Nope, Not a 1-Hit Wonder: Survivor

Survivor is one band that has it doubly rough. Not only is it regarded as a one-hit wonder by much of the public, more people know them as the Eye Of The Tiger band than by actual name. Mention Survivor to most people and the reality show is the first thing to come to mind.

But is “Eye Of The Tiger” Survivor’s only hit? Not quite. In fact, they had several other hits.

Survivor formed in 1979. The Chicago based rock band released its first album (self titled) that same year. That first album was followed by Premonition in 1981. Neither album was a smash. But Premonition spun off the minor (it made it to 33) hit “Poor Man’s Son”.

Sylvester Stallone heard “Poor Man’s Son” as he was about to make Rocky III. He’d wanted to get Queen;s “Another One Bites The Dust” for use in his movie. But he couldn’t get the rights. So he contacted Survivor and asked them to write a song for it. The resulting song was “Eye Of The Tiger”.

“Eye Of The Tiger” made it to number one in the summer of 82. In addition to Rocky IIII it was also used as the title theme to a relatively forgotten 1986 vigilante film of the same name starring Gary Busey

As I pointed out elsewhere on this site, it was later spoofed by Weird Al and was recently used in a Starbucks commercial.

Later on that same year, Survivor made it to 17 with “American Heartbeat”.

So that was 2 hits in 1982 for Survivor. But they wouldn’t stop there. No, not even a personnel change would derail this train.

# Collected data:
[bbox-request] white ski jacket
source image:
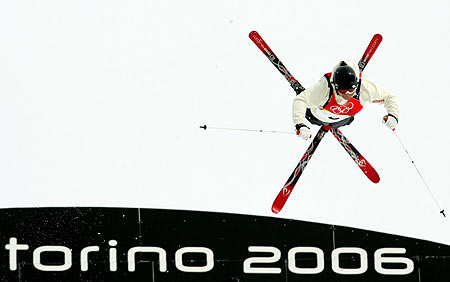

# Description of the task:
List every song title named in the Survivor article. Work only from the Survivor article, not the data.

# Solved problem:
- "Eye Of The Tiger"
- "Poor Man's Son"
- "Another One Bites The Dust"
- "American Heartbeat"